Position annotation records
——————————
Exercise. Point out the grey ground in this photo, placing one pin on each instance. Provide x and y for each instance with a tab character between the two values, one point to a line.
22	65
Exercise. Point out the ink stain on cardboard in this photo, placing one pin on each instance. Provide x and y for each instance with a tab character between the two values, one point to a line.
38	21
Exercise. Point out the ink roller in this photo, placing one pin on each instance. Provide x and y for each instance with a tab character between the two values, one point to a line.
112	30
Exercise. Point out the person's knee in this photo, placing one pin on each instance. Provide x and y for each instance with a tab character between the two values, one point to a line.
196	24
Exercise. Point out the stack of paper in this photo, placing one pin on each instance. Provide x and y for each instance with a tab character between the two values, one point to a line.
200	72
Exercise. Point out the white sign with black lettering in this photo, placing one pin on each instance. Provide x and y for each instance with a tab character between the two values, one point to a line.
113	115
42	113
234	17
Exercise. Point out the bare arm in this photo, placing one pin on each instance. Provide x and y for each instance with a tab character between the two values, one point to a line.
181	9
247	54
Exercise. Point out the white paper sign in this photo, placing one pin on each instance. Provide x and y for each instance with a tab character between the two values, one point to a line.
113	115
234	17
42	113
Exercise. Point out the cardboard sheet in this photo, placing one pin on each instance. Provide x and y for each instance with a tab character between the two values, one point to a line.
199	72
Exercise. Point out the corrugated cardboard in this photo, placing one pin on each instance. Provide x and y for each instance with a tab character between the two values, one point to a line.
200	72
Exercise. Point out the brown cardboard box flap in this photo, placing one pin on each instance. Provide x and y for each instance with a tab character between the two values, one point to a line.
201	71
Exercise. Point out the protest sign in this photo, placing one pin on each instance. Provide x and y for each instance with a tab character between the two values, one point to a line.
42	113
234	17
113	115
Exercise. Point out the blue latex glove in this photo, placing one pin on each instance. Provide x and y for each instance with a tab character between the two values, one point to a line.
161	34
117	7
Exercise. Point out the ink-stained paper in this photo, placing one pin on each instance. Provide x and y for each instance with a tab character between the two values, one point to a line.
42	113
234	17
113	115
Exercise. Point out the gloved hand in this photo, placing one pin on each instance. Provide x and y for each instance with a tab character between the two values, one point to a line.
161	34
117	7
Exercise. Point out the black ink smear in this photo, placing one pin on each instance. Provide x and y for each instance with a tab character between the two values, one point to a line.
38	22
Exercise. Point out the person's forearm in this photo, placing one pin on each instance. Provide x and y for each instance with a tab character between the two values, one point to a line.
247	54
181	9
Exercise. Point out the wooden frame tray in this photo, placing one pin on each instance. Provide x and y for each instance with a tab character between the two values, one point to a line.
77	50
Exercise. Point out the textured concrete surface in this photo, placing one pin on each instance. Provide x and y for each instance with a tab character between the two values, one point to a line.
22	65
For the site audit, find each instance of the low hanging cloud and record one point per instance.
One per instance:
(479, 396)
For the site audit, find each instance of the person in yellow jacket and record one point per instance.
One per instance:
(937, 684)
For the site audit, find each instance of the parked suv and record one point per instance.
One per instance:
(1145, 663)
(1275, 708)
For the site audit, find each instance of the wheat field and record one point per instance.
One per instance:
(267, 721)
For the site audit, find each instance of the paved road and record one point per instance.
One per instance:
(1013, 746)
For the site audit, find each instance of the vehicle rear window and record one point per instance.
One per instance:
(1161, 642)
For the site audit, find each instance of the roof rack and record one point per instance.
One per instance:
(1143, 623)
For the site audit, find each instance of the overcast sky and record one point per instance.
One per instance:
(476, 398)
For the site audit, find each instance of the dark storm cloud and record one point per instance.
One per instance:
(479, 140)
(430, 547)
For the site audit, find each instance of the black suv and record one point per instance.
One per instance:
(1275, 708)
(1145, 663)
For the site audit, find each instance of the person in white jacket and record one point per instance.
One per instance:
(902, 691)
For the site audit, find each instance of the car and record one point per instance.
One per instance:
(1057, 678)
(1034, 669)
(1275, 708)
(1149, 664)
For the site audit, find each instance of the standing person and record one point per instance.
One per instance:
——————————
Quote the line that contains "For the site audit, find each instance of the roof" and each line after it through the end of the data, exactly, leaving out everything else.

For the site audit, find each instance of the roof rack and record one point per instance.
One per instance:
(1143, 623)
For the site audit, find each instance of the overcast sky and record one point per instance.
One per instance:
(476, 398)
For the site audit, find each instance of the dark storm cloud and record one point per instance.
One per instance:
(479, 140)
(430, 547)
For the site audit, find each instance of the black suv and record one point per instance.
One per instance:
(1275, 708)
(1145, 663)
For the site audit, find each instance of the person in white jacket and record one point per instance.
One per instance:
(902, 691)
For the site audit, find each instance of the car and record one point per instance.
One per instance:
(1057, 678)
(1034, 669)
(1275, 708)
(1149, 664)
For the site audit, find each instance of the standing person and record one point per instance.
One per instance:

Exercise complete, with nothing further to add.